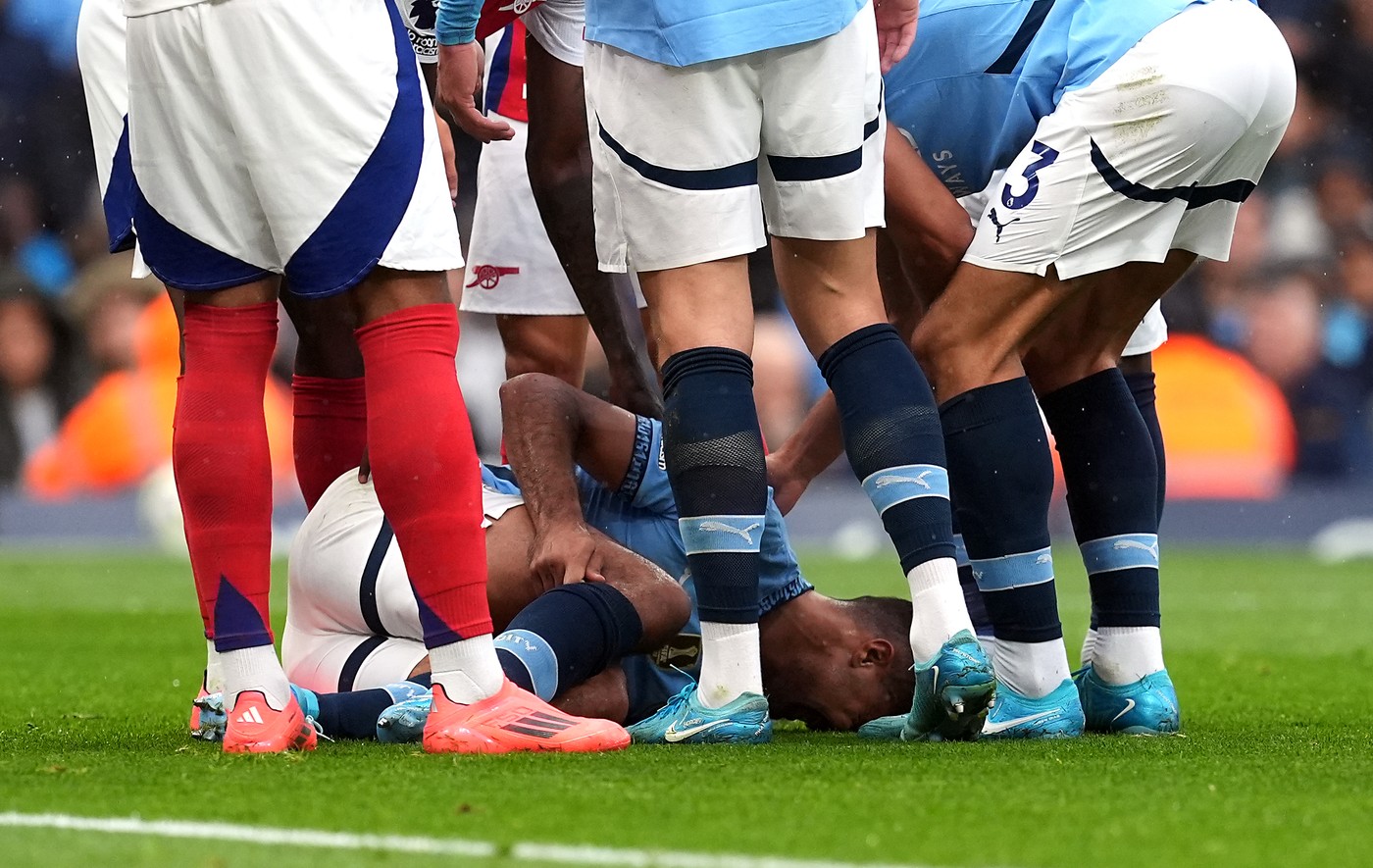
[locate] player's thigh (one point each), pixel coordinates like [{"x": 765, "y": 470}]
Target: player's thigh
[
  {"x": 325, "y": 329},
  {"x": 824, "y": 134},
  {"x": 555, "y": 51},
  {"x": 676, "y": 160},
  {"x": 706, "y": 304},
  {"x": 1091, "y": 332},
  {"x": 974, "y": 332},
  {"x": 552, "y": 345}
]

## EXERCISE OBJECTIVE
Reproduce the rows above verbatim, leaving out the picture.

## ANSWER TO THIS PROBLEM
[locate] player's thigh (one point each), pixel coordinates like [{"x": 765, "y": 470}]
Target: player's thigh
[
  {"x": 325, "y": 329},
  {"x": 824, "y": 134},
  {"x": 555, "y": 51},
  {"x": 676, "y": 160},
  {"x": 706, "y": 304},
  {"x": 1091, "y": 332},
  {"x": 974, "y": 332},
  {"x": 552, "y": 345}
]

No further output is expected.